Exercise goal: Print all of the records below word for word, leaving out the pictures.

Outline records:
• • • • • • •
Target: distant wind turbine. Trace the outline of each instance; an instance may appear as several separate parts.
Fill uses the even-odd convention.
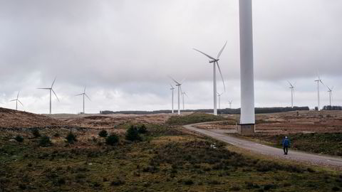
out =
[[[90,100],[90,98],[89,98],[89,97],[88,97],[88,96],[87,95],[87,94],[86,93],[86,87],[84,87],[83,92],[80,93],[80,94],[78,94],[78,95],[75,95],[75,96],[79,96],[79,95],[83,95],[83,114],[85,114],[85,113],[84,113],[84,96],[87,97],[87,98],[88,98],[90,101],[91,101],[91,100]]]
[[[18,102],[24,107],[23,103],[19,100],[19,92],[18,92],[18,95],[16,95],[16,99],[10,100],[10,102],[16,101],[16,110],[18,110]]]
[[[51,92],[53,92],[53,94],[54,94],[55,96],[56,96],[56,98],[57,98],[57,100],[59,102],[58,97],[57,97],[57,95],[56,95],[55,91],[53,91],[53,90],[52,89],[52,87],[53,87],[53,84],[55,83],[55,81],[56,81],[56,78],[55,78],[55,79],[53,80],[53,82],[52,82],[52,85],[51,85],[51,87],[47,87],[47,88],[38,88],[38,89],[39,89],[39,90],[50,90],[50,114],[51,114]]]
[[[221,78],[222,79],[222,82],[223,82],[223,87],[224,89],[224,91],[226,91],[226,87],[225,87],[225,85],[224,85],[224,81],[223,80],[223,76],[222,76],[222,73],[221,73],[221,69],[219,68],[219,56],[221,55],[221,54],[223,52],[223,50],[224,49],[224,48],[226,47],[226,45],[227,45],[227,41],[226,41],[226,43],[224,43],[224,46],[223,46],[223,48],[219,50],[219,53],[217,54],[217,58],[214,58],[213,57],[199,50],[197,50],[195,48],[194,48],[195,50],[197,50],[200,53],[201,53],[202,54],[206,55],[207,57],[208,57],[210,60],[209,60],[209,63],[213,63],[213,71],[214,71],[214,115],[217,115],[217,85],[216,85],[216,65],[217,65],[217,68],[219,69],[219,74],[221,75]]]
[[[180,94],[182,92],[182,84],[184,82],[184,80],[181,82],[178,82],[177,80],[174,80],[172,78],[170,78],[175,83],[176,86],[178,87],[178,114],[180,114]]]
[[[294,107],[294,85],[296,82],[292,85],[289,81],[287,81],[289,84],[290,84],[290,89],[291,89],[291,107]]]
[[[183,101],[183,110],[185,110],[185,101],[184,101],[184,95],[187,97],[187,95],[185,92],[182,92],[182,100]]]
[[[317,105],[317,107],[318,107],[318,110],[319,111],[320,110],[320,105],[319,105],[319,83],[321,82],[322,85],[324,85],[324,84],[322,82],[322,80],[321,80],[321,78],[319,77],[318,75],[318,80],[316,80],[315,82],[317,82],[317,99],[318,99],[318,105]]]
[[[229,109],[232,109],[232,103],[233,103],[233,100],[228,102],[229,103]]]
[[[223,95],[223,92],[219,93],[217,92],[217,97],[219,97],[219,110],[221,110],[221,95]]]
[[[175,87],[173,87],[172,85],[170,84],[170,85],[171,86],[171,88],[170,88],[170,90],[171,90],[172,92],[172,113],[174,113],[173,112],[173,92],[175,90]]]
[[[332,100],[333,100],[333,86],[331,88],[328,86],[326,86],[328,87],[328,92],[329,92],[329,103],[330,103],[330,107],[331,107],[331,102],[332,102]]]

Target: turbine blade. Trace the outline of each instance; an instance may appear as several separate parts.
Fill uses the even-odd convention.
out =
[[[224,50],[226,45],[227,45],[227,41],[226,41],[226,43],[224,43],[224,46],[223,46],[223,48],[221,49],[221,50],[219,50],[219,54],[217,54],[217,59],[219,59],[219,56],[221,56],[221,54],[222,53],[223,50]]]
[[[226,92],[226,85],[224,85],[224,80],[223,80],[222,73],[221,73],[221,68],[219,68],[219,62],[217,61],[216,64],[217,64],[217,68],[219,69],[219,75],[221,75],[221,79],[222,79],[223,89],[224,92]]]
[[[177,80],[175,80],[174,78],[171,78],[170,76],[169,76],[170,78],[171,78],[173,81],[175,81],[175,82],[177,85],[181,85],[180,83],[179,83],[178,82],[177,82]]]
[[[53,84],[55,84],[56,78],[57,78],[57,77],[55,78],[55,79],[53,80],[53,82],[52,82],[51,89],[52,89],[52,87],[53,87]]]
[[[52,92],[53,92],[53,94],[55,94],[55,96],[56,96],[56,97],[57,98],[57,100],[59,102],[58,97],[57,97],[57,95],[56,94],[55,91],[54,91],[53,89],[51,89],[51,90],[52,90]]]
[[[20,102],[20,104],[21,104],[21,105],[24,107],[23,103],[21,103],[21,102],[19,100],[18,100],[18,101],[19,101],[19,102]]]
[[[197,51],[198,51],[198,52],[200,52],[200,53],[201,53],[202,54],[206,55],[207,57],[208,57],[208,58],[210,58],[210,59],[215,60],[213,57],[212,57],[212,56],[210,56],[210,55],[207,55],[207,54],[206,54],[206,53],[200,51],[200,50],[197,50],[197,49],[195,49],[195,48],[194,48],[194,50],[197,50]]]
[[[91,101],[90,98],[89,98],[89,97],[88,97],[88,95],[86,95],[86,94],[85,93],[84,95],[86,95],[86,97],[87,97],[87,98],[88,98],[90,101]]]

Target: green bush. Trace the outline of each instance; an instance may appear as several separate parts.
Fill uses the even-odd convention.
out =
[[[131,125],[128,129],[126,131],[126,134],[125,137],[127,140],[134,142],[134,141],[140,141],[141,137],[139,135],[138,129],[135,126]]]
[[[24,138],[23,137],[20,136],[20,135],[17,135],[16,137],[16,138],[14,138],[14,139],[16,139],[16,141],[17,141],[19,143],[21,143],[22,142],[24,142]]]
[[[98,133],[98,136],[100,136],[100,137],[107,137],[108,135],[108,133],[106,130],[102,130]]]
[[[39,146],[49,146],[52,145],[52,142],[50,140],[50,137],[44,135],[39,139]]]
[[[138,128],[138,132],[140,134],[145,134],[147,132],[147,129],[146,128],[146,126],[145,124],[142,124],[142,126],[140,126]]]
[[[108,145],[112,145],[113,146],[113,145],[116,144],[118,142],[119,142],[119,137],[114,133],[112,133],[110,136],[108,136],[105,139],[105,144],[108,144]]]
[[[76,137],[77,136],[76,134],[74,134],[73,132],[71,132],[66,136],[66,139],[68,142],[68,143],[73,144],[74,142],[77,142]]]
[[[33,129],[32,129],[32,134],[36,138],[41,137],[41,134],[39,133],[39,131],[38,130],[37,128],[34,128]]]

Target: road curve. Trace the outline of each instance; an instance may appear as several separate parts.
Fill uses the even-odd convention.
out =
[[[325,155],[318,155],[308,154],[298,151],[289,151],[288,155],[284,155],[281,149],[272,147],[259,143],[241,139],[237,137],[231,137],[224,133],[219,133],[208,129],[202,129],[195,127],[195,126],[213,123],[204,122],[192,124],[184,125],[183,127],[194,132],[210,137],[217,140],[232,144],[234,146],[252,151],[253,152],[264,155],[272,156],[274,157],[289,159],[296,161],[306,162],[316,165],[332,166],[342,168],[342,158],[329,156]]]

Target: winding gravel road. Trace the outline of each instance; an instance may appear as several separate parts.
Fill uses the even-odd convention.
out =
[[[318,154],[308,154],[298,151],[289,151],[288,155],[284,155],[281,149],[278,149],[259,143],[241,139],[237,137],[231,137],[224,132],[217,131],[210,131],[209,129],[202,129],[195,127],[197,125],[209,124],[213,122],[204,122],[183,126],[185,129],[194,132],[210,137],[217,140],[224,142],[245,149],[253,152],[261,154],[272,156],[293,161],[310,163],[316,165],[331,166],[338,168],[342,168],[342,158],[323,156]]]

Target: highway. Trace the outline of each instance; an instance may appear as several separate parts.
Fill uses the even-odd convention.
• • • • • • •
Correct result:
Target: distant wind turbine. Trace the outline of each instance; an instance may appear as several separate parts.
Fill uses the even-odd convention.
out =
[[[90,100],[90,98],[89,98],[89,97],[88,97],[88,96],[87,95],[87,94],[86,93],[86,87],[84,87],[83,92],[80,93],[80,94],[78,94],[78,95],[75,95],[75,96],[79,96],[79,95],[83,95],[83,114],[85,114],[85,113],[84,113],[84,96],[87,97],[87,98],[88,98],[90,101],[91,101],[91,100]]]
[[[18,102],[24,107],[23,103],[19,100],[19,92],[18,92],[18,95],[16,95],[16,99],[10,100],[10,102],[16,101],[16,110],[18,110]]]
[[[51,92],[53,92],[53,94],[54,94],[55,96],[56,96],[56,98],[57,98],[57,100],[59,102],[58,97],[57,97],[57,95],[56,95],[55,91],[53,91],[53,90],[52,89],[52,87],[53,87],[53,84],[55,83],[55,81],[56,81],[56,78],[55,78],[55,79],[53,80],[53,82],[52,82],[52,85],[51,85],[51,87],[47,87],[47,88],[38,88],[38,89],[39,89],[39,90],[50,90],[50,114],[51,114]]]
[[[221,78],[222,79],[222,82],[223,82],[223,87],[224,89],[224,91],[226,91],[226,87],[225,87],[225,85],[224,85],[224,81],[223,80],[223,76],[222,76],[222,73],[221,73],[221,69],[219,68],[219,56],[221,55],[221,54],[223,52],[223,50],[224,49],[224,48],[226,47],[226,45],[227,45],[227,41],[226,41],[226,43],[224,43],[224,46],[223,46],[223,48],[219,50],[219,53],[217,54],[217,58],[214,58],[213,57],[199,50],[197,50],[195,48],[194,48],[195,50],[197,50],[200,53],[201,53],[202,54],[206,55],[207,57],[208,57],[210,60],[209,60],[209,63],[213,63],[213,71],[214,71],[214,115],[217,115],[217,85],[216,85],[216,65],[217,65],[217,68],[219,69],[219,74],[221,75]]]
[[[180,94],[182,92],[182,84],[184,82],[184,80],[181,82],[178,82],[177,80],[174,80],[172,78],[170,78],[175,83],[176,86],[178,87],[178,114],[180,114]]]
[[[294,107],[294,85],[296,82],[292,85],[289,81],[287,81],[289,84],[290,84],[290,89],[291,89],[291,107]]]
[[[183,101],[183,110],[185,110],[185,101],[184,101],[184,95],[187,97],[187,95],[185,92],[182,92],[182,100]]]
[[[317,105],[317,107],[318,107],[318,110],[319,111],[320,110],[320,105],[319,105],[319,83],[321,82],[322,85],[324,85],[324,84],[322,82],[322,80],[321,80],[321,78],[319,77],[318,75],[318,80],[316,80],[315,82],[317,82],[317,99],[318,99],[318,105]]]
[[[229,109],[232,109],[232,103],[233,103],[233,100],[228,102],[229,103]]]
[[[223,95],[223,92],[219,93],[217,92],[217,97],[219,97],[219,110],[221,110],[221,95]]]
[[[175,87],[173,87],[172,85],[170,84],[170,85],[171,86],[171,88],[170,88],[170,90],[171,90],[172,92],[172,113],[174,113],[173,112],[173,92],[175,90]]]
[[[332,100],[333,100],[333,86],[331,88],[328,86],[326,86],[328,87],[328,92],[329,92],[329,103],[330,103],[330,107],[331,107],[331,102],[332,102]]]

Target: turbine blade. Trace the outline of each instance; an instance may appear as several separate parts.
Fill uses the even-odd convention.
out =
[[[224,50],[226,45],[227,45],[227,41],[226,41],[226,43],[224,43],[224,46],[223,46],[223,48],[221,49],[221,50],[219,50],[219,54],[217,54],[217,59],[219,59],[219,56],[221,56],[221,54],[222,53],[223,50]]]
[[[226,92],[226,85],[224,85],[224,80],[223,80],[222,73],[221,73],[221,68],[219,68],[219,62],[217,61],[216,64],[217,64],[217,68],[219,69],[219,75],[221,75],[221,79],[222,79],[223,89],[224,92]]]
[[[177,80],[175,80],[174,78],[171,78],[170,76],[169,76],[170,78],[171,78],[173,81],[175,81],[175,82],[177,85],[181,85],[180,83],[179,83],[178,82],[177,82]]]
[[[53,84],[55,84],[56,78],[57,78],[57,77],[55,78],[55,79],[53,80],[53,82],[52,82],[51,89],[52,89],[52,87],[53,87]]]
[[[52,92],[53,92],[53,94],[55,94],[55,96],[56,96],[56,97],[57,98],[57,100],[59,102],[58,97],[57,97],[57,95],[56,94],[55,91],[54,91],[53,89],[51,89],[51,90],[52,90]]]
[[[20,102],[20,104],[21,104],[21,105],[24,107],[23,103],[21,103],[21,102],[19,100],[18,100],[18,101],[19,101],[19,102]]]
[[[197,51],[198,51],[198,52],[200,52],[200,53],[201,53],[202,54],[206,55],[207,57],[208,57],[208,58],[210,58],[210,59],[215,60],[213,57],[212,57],[212,56],[210,56],[210,55],[207,55],[207,54],[206,54],[206,53],[200,51],[200,50],[197,50],[197,49],[195,49],[195,48],[194,48],[194,50],[197,50]]]
[[[91,101],[90,98],[89,98],[89,97],[88,97],[88,95],[86,95],[86,94],[85,93],[84,95],[86,95],[86,97],[87,97],[87,98],[88,98],[90,101]]]

Target: green bush. Trace the outline of each instance; an instance may appear as several separate parts.
Fill uses the even-odd convention.
out =
[[[131,125],[128,129],[126,131],[126,134],[125,137],[127,140],[134,142],[134,141],[140,141],[141,137],[139,135],[138,129],[135,126]]]
[[[24,138],[23,137],[20,136],[20,135],[17,135],[16,137],[16,138],[14,138],[14,139],[16,139],[16,141],[17,141],[19,143],[21,143],[22,142],[24,142]]]
[[[98,133],[98,136],[100,136],[100,137],[107,137],[108,135],[108,133],[106,130],[102,130]]]
[[[39,146],[49,146],[52,145],[52,142],[50,140],[50,137],[44,135],[39,139]]]
[[[138,128],[138,132],[140,134],[145,134],[147,132],[147,129],[146,128],[146,126],[145,124],[142,124],[142,126],[140,126]]]
[[[108,145],[112,145],[113,146],[113,145],[116,144],[118,142],[119,142],[119,137],[114,133],[112,133],[110,136],[108,136],[105,139],[105,144],[108,144]]]
[[[76,137],[77,136],[76,134],[74,134],[73,132],[71,132],[66,136],[66,139],[68,142],[68,143],[73,144],[74,142],[77,142]]]
[[[33,129],[32,129],[32,134],[36,138],[41,137],[41,134],[39,133],[39,131],[38,130],[37,128],[34,128]]]

Target: road curve. Trace the outline of each instance; an instance may appear as several separate parts.
Fill uses the even-odd convention.
out =
[[[325,155],[318,155],[308,154],[298,151],[289,151],[288,155],[284,155],[281,149],[272,147],[259,143],[241,139],[237,137],[231,137],[224,133],[219,133],[208,129],[202,129],[195,127],[195,126],[213,123],[204,122],[192,124],[184,125],[183,127],[194,132],[210,137],[217,140],[232,144],[234,146],[252,151],[253,152],[264,155],[272,156],[274,157],[289,159],[296,161],[306,162],[316,165],[332,166],[342,168],[342,158],[329,156]]]

Target: winding gravel road. Trace the outline of each instance; an instance may appear as several separate parts.
Fill uses the even-odd convention.
out =
[[[318,154],[308,154],[298,151],[289,151],[288,155],[284,155],[281,149],[278,149],[259,143],[241,139],[237,137],[231,137],[224,132],[217,131],[210,131],[209,129],[202,129],[195,127],[197,125],[209,124],[213,122],[204,122],[183,126],[185,129],[194,132],[210,137],[217,140],[224,142],[245,149],[253,152],[261,154],[272,156],[293,161],[310,163],[316,165],[331,166],[338,168],[342,168],[342,158],[323,156]]]

Target: highway. Trace the outline of each instance; an instance may appear as several separate parts.
Fill uses the even-odd convention.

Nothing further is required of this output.